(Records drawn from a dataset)
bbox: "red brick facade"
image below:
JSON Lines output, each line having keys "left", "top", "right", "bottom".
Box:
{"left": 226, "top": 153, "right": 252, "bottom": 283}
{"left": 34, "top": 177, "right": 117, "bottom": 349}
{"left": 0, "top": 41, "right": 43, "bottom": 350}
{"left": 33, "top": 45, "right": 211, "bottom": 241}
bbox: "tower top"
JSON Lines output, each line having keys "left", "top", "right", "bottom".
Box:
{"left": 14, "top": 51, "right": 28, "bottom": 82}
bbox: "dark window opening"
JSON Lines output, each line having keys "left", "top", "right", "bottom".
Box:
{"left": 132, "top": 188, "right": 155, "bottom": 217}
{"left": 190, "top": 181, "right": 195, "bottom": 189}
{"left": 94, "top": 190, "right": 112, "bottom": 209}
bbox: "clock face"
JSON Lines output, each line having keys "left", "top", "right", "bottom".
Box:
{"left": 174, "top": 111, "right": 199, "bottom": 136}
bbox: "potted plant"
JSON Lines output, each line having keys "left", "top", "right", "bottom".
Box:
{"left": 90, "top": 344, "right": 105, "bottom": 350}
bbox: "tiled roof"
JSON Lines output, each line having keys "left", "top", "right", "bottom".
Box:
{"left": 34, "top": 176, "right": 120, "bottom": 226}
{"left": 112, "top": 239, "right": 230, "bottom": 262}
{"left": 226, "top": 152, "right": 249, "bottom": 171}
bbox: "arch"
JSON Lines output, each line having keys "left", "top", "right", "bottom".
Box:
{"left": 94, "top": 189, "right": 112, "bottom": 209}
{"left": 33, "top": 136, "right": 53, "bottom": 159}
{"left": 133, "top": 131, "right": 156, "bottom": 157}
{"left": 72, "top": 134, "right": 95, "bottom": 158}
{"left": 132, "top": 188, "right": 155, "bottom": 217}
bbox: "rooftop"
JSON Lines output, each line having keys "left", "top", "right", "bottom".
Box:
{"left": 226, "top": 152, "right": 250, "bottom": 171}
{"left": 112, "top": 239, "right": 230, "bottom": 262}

▶ [Exercise goal] Search the records for the word "bbox", then list every line that has it.

▶ [Answer to this exercise]
bbox: "red brick facade"
bbox: "tower top"
bbox: "dark window opening"
bbox: "clock face"
bbox: "potted plant"
bbox: "tiled roof"
bbox: "arch"
bbox: "rooftop"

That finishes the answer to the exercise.